Task item. From the listing below, pull out every line where the string "tracksuit" appears.

Data for review.

=-=-=-=-=

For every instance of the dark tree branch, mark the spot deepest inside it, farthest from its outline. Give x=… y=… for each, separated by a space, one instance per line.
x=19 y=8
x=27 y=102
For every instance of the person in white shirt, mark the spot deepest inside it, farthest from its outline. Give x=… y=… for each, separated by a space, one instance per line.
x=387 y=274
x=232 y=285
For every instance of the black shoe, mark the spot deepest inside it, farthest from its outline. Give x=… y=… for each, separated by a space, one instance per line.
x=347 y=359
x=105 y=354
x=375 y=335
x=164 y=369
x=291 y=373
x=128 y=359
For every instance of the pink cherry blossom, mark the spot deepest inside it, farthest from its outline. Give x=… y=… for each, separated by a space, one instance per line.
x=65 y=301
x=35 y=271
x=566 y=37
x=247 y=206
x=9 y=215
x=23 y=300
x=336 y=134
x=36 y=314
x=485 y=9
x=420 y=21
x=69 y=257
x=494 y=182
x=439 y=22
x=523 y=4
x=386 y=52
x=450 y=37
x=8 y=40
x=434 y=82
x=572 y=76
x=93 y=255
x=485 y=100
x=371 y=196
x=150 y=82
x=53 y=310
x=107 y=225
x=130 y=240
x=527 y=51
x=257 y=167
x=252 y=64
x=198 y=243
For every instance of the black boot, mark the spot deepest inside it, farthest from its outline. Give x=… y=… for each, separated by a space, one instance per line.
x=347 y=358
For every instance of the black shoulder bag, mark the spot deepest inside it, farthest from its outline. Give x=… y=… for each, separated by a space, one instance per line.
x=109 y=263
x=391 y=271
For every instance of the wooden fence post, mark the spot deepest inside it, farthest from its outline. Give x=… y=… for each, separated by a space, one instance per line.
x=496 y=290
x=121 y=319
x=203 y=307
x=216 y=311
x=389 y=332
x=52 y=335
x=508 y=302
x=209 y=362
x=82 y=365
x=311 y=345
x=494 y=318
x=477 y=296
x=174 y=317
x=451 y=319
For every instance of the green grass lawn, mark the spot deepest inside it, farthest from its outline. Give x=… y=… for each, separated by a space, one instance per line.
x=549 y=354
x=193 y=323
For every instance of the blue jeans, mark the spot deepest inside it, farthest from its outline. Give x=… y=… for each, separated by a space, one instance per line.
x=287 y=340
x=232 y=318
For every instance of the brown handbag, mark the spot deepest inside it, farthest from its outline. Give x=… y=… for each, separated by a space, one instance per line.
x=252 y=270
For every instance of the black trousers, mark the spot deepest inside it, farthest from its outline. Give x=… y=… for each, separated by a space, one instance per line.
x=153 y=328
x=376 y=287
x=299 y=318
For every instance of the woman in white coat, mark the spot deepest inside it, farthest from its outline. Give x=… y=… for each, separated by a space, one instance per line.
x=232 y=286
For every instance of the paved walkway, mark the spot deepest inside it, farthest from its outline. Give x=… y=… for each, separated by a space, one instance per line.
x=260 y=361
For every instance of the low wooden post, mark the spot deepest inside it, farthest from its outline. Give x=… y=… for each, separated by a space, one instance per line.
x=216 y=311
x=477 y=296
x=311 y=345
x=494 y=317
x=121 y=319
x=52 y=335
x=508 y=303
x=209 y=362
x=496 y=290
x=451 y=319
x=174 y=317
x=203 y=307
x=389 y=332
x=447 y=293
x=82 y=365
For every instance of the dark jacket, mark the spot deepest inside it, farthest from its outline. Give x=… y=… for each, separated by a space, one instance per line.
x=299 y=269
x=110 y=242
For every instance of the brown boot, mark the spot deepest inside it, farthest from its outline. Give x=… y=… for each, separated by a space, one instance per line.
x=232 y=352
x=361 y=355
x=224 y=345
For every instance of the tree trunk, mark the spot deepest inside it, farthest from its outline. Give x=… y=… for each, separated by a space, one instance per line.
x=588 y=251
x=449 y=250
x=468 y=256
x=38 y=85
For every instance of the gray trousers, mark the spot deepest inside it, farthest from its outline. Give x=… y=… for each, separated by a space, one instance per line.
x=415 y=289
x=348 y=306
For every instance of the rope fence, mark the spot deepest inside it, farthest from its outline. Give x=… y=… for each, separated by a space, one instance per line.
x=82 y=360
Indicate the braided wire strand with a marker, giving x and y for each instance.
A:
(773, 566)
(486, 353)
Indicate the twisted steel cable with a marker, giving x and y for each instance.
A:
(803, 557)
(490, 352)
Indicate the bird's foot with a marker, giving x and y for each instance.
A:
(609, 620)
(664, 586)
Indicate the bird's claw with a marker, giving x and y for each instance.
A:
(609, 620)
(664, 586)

=-=-=-=-=

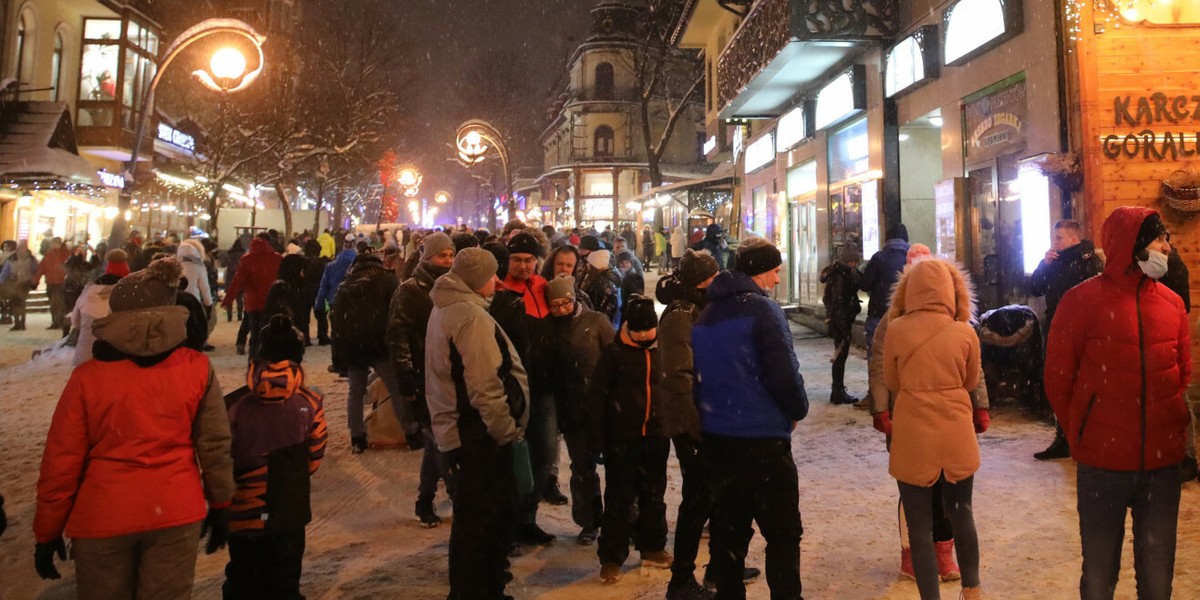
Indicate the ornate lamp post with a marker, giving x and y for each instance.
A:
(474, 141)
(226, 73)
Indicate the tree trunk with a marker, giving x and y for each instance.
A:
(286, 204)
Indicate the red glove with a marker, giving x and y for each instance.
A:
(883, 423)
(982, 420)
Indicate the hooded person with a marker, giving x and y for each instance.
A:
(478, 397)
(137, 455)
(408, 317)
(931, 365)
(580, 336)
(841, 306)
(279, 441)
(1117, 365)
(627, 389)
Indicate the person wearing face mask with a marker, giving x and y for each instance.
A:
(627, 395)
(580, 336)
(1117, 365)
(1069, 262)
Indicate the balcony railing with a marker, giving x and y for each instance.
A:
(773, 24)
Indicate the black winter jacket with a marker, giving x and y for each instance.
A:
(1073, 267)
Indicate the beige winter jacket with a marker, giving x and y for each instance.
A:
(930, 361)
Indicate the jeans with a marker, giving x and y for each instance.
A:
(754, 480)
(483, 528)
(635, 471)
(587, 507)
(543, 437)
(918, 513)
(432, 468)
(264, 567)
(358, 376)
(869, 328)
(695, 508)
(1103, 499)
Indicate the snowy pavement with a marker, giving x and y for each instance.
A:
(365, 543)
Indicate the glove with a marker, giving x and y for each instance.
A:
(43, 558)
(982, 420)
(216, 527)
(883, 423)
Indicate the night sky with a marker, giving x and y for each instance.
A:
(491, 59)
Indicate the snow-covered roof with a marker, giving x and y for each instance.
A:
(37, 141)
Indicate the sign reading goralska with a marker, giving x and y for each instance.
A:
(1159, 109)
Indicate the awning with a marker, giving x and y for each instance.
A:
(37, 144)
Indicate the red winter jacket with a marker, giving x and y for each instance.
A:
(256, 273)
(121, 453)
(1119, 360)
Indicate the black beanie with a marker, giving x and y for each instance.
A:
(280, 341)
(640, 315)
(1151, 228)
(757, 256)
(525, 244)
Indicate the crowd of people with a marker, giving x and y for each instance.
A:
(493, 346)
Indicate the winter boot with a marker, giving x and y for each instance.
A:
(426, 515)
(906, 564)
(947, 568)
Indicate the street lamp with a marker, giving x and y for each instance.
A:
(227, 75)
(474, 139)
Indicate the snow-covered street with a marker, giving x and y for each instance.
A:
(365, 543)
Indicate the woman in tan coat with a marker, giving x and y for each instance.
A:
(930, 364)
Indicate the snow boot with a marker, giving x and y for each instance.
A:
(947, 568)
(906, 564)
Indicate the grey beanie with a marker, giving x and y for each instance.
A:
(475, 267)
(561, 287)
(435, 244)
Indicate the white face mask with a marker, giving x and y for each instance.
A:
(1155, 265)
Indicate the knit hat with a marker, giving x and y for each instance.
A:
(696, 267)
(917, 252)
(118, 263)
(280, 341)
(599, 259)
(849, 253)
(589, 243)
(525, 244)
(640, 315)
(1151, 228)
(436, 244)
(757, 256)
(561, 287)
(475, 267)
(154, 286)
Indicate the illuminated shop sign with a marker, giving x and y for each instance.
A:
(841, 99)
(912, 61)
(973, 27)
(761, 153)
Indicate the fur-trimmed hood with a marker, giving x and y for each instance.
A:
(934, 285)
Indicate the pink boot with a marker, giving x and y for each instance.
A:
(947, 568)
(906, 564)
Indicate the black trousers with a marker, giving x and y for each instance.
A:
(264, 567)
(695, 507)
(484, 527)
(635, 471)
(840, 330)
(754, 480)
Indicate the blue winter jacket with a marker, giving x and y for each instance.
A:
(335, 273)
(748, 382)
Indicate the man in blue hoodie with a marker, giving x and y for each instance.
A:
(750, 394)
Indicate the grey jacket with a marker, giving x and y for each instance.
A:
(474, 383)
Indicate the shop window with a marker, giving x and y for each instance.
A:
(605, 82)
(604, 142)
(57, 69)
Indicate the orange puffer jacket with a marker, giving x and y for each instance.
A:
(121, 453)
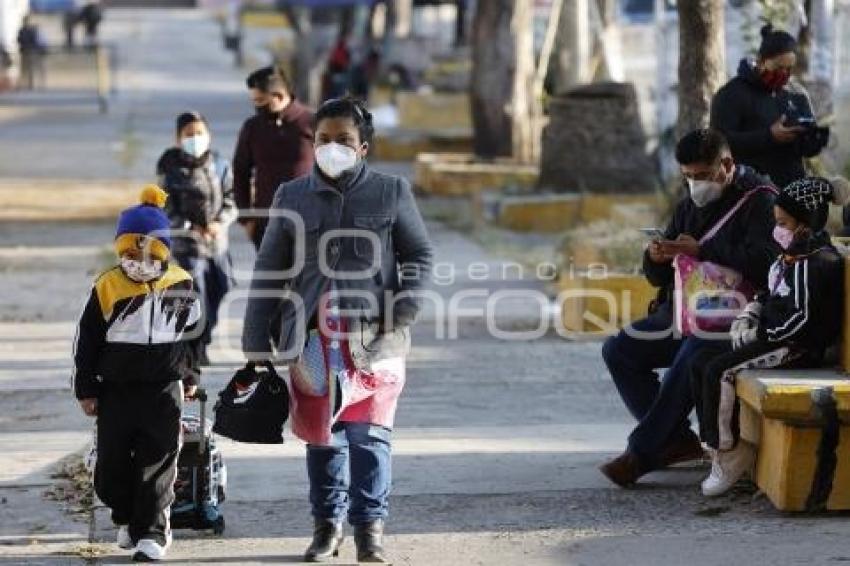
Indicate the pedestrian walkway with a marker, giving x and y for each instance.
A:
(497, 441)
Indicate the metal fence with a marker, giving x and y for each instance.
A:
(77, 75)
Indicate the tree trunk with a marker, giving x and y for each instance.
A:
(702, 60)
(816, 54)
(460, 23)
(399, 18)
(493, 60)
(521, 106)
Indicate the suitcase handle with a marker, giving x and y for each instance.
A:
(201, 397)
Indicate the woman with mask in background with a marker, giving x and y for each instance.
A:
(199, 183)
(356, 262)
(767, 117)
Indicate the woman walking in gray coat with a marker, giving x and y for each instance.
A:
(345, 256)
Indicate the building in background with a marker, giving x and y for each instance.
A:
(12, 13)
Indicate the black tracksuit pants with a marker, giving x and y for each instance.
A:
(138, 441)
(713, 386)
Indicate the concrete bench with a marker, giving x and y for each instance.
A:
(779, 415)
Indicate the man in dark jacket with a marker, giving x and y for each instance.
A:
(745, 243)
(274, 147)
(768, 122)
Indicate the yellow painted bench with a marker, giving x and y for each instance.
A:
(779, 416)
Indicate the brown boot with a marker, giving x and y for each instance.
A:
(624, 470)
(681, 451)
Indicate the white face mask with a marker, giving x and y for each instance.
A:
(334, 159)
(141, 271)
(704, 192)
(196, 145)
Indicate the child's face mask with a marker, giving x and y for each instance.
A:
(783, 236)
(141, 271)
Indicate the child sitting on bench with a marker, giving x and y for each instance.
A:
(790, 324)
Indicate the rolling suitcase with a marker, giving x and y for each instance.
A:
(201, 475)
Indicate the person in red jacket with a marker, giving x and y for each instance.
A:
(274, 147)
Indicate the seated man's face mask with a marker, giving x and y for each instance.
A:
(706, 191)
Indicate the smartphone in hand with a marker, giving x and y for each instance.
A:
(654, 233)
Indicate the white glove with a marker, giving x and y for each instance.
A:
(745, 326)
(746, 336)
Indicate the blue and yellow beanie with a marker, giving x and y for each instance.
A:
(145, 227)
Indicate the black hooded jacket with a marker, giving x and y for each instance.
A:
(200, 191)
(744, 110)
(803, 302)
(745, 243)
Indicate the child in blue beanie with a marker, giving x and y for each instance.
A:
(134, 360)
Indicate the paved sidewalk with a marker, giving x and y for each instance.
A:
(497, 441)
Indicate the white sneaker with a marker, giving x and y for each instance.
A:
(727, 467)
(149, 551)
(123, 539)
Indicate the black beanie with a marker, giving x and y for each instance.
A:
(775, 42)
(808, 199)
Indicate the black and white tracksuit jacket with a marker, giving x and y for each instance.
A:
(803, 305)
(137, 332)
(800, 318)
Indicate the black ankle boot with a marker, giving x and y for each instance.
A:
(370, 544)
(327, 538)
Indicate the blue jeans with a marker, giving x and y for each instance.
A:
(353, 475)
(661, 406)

=-=-=-=-=

Expected output.
Indicate the black tracksuit pants with a marker, giving x and y for each instance.
Indicate the black and white tracksuit jacket with a marker, giving x and y for each instance.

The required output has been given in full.